**Instructions to follow**: Convert the records below into a JSON list of strings, one string per line and no blank lines, from the first line through the line containing "point(17, 148)", inclusive.

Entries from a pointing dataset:
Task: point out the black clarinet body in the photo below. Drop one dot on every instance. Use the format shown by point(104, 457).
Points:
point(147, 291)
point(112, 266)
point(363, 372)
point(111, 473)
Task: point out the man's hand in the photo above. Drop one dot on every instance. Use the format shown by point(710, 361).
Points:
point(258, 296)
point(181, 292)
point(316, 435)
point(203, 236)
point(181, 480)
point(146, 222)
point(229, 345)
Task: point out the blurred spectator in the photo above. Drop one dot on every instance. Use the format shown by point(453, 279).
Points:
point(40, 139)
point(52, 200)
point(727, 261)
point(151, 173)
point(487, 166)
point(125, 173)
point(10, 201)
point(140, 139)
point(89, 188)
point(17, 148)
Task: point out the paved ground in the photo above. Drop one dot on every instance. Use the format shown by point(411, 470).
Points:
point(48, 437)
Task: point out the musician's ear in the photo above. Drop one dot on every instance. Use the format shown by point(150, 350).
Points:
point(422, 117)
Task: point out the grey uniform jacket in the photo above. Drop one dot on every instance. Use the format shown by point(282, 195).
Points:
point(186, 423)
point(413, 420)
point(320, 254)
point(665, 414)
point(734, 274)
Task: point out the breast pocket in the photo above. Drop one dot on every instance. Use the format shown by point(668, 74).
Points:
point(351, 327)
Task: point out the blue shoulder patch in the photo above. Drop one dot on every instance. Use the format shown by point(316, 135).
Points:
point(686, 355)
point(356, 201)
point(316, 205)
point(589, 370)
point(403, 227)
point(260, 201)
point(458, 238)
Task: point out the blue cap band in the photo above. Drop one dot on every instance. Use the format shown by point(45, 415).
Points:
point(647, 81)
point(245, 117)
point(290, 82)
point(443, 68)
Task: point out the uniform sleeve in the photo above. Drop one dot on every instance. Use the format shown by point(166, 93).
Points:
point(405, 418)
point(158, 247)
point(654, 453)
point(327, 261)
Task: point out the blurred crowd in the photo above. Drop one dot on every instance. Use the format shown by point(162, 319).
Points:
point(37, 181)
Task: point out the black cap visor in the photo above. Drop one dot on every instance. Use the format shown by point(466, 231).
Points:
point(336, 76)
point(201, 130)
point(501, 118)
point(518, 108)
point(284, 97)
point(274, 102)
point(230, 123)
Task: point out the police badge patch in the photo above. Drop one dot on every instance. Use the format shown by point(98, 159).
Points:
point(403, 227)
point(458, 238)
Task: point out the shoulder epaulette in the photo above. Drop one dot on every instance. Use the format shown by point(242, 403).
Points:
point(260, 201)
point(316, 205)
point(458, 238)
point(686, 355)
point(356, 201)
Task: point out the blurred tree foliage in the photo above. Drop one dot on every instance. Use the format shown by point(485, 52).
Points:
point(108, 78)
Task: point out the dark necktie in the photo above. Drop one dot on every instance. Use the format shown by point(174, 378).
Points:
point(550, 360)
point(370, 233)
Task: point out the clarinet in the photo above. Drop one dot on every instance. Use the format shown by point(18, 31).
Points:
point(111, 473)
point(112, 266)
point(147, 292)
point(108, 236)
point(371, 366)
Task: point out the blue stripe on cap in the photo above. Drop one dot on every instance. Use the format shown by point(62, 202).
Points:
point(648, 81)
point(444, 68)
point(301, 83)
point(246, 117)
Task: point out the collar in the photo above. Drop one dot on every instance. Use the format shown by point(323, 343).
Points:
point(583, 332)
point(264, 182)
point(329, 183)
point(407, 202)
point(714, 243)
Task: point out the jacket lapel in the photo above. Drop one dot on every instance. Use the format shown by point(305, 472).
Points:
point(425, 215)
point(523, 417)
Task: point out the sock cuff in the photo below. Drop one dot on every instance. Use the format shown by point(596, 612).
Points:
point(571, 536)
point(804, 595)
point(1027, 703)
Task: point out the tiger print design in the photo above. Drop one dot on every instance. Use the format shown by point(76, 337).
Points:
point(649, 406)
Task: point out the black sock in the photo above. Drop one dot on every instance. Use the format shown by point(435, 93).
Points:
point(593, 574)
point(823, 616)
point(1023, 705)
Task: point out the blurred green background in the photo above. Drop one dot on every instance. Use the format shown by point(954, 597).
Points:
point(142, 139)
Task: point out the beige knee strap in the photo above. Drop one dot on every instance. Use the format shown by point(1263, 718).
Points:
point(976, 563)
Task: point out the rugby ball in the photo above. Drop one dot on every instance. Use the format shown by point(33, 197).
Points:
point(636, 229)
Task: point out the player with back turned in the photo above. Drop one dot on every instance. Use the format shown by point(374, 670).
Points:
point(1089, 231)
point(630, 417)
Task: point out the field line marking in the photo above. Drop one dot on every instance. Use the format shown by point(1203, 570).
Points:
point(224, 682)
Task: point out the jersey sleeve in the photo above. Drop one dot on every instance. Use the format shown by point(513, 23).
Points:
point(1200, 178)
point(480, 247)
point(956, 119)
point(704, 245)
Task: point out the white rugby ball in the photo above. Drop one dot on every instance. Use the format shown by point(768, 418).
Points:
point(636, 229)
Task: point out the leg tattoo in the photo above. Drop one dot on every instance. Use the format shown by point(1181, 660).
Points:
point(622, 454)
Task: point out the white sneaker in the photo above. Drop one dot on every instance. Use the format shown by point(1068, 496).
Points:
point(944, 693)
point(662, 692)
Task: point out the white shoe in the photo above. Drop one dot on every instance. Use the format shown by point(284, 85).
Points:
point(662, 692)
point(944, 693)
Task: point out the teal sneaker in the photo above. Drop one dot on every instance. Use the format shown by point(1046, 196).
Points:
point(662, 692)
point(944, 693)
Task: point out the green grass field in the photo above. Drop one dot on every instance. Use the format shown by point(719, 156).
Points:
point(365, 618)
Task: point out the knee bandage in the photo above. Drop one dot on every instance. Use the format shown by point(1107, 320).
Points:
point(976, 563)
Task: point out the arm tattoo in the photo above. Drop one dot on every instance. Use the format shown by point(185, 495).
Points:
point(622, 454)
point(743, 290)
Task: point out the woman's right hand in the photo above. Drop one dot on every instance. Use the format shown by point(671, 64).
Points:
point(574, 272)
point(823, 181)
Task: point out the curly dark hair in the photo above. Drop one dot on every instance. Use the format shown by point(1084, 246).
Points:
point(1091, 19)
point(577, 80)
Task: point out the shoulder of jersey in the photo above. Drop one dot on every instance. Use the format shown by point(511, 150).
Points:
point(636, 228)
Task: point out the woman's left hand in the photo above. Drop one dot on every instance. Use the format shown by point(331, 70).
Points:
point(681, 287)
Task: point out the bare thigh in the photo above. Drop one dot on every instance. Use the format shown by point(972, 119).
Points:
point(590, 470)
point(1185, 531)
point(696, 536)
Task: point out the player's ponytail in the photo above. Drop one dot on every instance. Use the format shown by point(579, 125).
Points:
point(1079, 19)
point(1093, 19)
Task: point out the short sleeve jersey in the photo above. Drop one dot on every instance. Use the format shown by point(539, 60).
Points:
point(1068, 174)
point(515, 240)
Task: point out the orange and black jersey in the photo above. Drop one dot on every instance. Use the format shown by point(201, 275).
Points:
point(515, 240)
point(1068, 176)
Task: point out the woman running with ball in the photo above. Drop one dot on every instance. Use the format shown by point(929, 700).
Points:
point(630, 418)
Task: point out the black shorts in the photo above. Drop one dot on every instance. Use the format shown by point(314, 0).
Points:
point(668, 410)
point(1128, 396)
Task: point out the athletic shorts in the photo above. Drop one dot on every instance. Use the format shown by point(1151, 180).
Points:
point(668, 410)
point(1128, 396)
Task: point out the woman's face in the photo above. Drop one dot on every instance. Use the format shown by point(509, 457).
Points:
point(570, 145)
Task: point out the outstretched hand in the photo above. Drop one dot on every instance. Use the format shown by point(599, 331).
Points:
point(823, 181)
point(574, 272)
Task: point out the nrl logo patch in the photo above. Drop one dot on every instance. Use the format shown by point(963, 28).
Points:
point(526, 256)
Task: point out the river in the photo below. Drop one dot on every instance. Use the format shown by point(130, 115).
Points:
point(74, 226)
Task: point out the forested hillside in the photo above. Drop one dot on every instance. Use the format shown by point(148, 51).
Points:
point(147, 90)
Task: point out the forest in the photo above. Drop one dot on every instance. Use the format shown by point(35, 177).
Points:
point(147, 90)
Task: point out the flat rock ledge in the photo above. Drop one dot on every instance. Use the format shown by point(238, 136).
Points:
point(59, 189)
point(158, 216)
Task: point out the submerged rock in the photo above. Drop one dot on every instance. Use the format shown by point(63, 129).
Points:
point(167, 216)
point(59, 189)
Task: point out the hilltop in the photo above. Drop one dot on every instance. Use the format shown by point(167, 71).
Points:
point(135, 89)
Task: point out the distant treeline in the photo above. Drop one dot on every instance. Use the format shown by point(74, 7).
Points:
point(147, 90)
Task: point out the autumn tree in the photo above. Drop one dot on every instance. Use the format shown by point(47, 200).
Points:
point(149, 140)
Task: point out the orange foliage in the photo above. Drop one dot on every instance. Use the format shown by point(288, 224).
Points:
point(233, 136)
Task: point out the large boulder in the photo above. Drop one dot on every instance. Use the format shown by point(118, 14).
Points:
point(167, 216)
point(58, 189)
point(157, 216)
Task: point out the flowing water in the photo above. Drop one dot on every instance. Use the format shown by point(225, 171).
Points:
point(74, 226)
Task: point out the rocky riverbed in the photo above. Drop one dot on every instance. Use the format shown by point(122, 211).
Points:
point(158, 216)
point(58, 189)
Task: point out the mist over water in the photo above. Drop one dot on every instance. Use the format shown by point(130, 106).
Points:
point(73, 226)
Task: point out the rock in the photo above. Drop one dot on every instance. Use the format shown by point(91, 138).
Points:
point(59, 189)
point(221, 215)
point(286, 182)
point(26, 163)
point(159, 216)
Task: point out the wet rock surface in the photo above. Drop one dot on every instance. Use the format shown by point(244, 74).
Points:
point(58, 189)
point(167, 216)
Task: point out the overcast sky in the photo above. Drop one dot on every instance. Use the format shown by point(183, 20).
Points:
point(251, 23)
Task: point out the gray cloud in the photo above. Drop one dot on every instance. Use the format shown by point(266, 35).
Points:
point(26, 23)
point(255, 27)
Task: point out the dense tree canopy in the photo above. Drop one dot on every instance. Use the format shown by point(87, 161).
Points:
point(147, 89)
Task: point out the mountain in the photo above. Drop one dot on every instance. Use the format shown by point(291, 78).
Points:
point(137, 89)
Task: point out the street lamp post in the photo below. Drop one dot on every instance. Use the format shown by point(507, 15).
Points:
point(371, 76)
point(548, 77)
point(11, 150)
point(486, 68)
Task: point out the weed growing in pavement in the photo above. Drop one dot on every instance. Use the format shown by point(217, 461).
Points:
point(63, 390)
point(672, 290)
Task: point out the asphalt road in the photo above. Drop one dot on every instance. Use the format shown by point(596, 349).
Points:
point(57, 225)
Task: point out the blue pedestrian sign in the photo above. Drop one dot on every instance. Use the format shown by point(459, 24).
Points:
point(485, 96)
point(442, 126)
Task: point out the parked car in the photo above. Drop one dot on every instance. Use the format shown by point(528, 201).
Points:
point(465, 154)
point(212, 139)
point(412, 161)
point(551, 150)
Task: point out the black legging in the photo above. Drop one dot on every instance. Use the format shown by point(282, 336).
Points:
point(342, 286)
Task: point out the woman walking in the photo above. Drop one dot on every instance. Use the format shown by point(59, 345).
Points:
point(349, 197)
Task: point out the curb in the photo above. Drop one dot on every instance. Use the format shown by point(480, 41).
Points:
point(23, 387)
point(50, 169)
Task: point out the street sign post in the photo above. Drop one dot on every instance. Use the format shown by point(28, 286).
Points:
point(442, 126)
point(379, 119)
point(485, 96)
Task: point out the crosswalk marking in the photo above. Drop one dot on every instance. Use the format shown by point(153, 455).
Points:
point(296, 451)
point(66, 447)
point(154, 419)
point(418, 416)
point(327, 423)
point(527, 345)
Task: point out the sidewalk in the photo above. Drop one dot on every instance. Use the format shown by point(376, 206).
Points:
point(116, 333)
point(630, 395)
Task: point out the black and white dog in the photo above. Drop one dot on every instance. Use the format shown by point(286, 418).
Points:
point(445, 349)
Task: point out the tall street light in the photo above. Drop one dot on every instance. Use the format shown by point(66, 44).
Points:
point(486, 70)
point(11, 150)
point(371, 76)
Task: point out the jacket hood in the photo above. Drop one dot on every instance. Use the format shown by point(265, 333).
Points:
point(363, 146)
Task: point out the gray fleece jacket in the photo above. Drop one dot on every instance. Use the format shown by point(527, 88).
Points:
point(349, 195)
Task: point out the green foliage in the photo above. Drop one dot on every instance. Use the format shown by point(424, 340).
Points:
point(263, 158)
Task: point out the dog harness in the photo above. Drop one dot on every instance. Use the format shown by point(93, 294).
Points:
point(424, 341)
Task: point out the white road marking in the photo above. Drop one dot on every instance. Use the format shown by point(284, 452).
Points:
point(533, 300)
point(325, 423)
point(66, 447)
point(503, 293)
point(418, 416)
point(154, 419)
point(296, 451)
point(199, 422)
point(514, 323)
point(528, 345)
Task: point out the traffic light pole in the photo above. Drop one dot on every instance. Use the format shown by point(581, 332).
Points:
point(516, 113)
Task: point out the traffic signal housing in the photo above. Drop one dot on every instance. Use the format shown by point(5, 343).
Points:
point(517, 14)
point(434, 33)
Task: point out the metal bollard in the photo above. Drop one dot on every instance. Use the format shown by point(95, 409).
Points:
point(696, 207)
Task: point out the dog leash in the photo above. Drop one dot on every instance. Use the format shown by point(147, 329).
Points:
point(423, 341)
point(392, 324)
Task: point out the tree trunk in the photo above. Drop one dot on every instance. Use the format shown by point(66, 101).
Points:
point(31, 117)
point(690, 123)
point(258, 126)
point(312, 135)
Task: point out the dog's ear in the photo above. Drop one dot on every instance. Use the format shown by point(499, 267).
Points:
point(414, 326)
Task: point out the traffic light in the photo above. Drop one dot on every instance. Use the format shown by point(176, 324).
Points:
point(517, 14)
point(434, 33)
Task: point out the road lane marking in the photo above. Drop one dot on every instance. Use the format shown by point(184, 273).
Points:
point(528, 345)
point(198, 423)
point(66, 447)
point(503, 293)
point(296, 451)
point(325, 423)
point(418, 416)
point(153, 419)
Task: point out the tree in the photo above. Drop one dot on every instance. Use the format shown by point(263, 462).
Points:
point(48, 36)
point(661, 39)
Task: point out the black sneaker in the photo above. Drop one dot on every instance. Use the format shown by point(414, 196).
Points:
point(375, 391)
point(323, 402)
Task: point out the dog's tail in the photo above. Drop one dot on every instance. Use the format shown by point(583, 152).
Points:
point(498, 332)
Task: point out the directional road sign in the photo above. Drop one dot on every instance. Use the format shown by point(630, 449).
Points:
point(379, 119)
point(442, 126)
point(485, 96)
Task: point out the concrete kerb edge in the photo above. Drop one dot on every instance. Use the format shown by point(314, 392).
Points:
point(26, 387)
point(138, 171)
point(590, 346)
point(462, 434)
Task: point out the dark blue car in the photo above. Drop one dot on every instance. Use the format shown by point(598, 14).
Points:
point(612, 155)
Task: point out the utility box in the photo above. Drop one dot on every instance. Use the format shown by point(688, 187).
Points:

**Answer to this problem**:
[
  "Task: point out the black clarinet body in the photo below. Drop one dot on every instance. Use the format shown by point(104, 457).",
  "Points:",
  "point(147, 291)",
  "point(112, 266)",
  "point(363, 372)",
  "point(111, 473)",
  "Task: point out the man's hand in the photo above. Drop one dot on every instance. Use the format shown by point(710, 361).",
  "Points:",
  "point(258, 296)",
  "point(181, 292)",
  "point(316, 435)",
  "point(203, 236)",
  "point(181, 480)",
  "point(146, 222)",
  "point(229, 345)",
  "Task: point out the blurred spectator in the photo above. Drop one dot on every instance. Use the format shown by point(453, 279).",
  "Points:",
  "point(40, 139)",
  "point(52, 200)",
  "point(727, 261)",
  "point(151, 173)",
  "point(487, 166)",
  "point(125, 173)",
  "point(10, 201)",
  "point(140, 139)",
  "point(89, 188)",
  "point(17, 148)"
]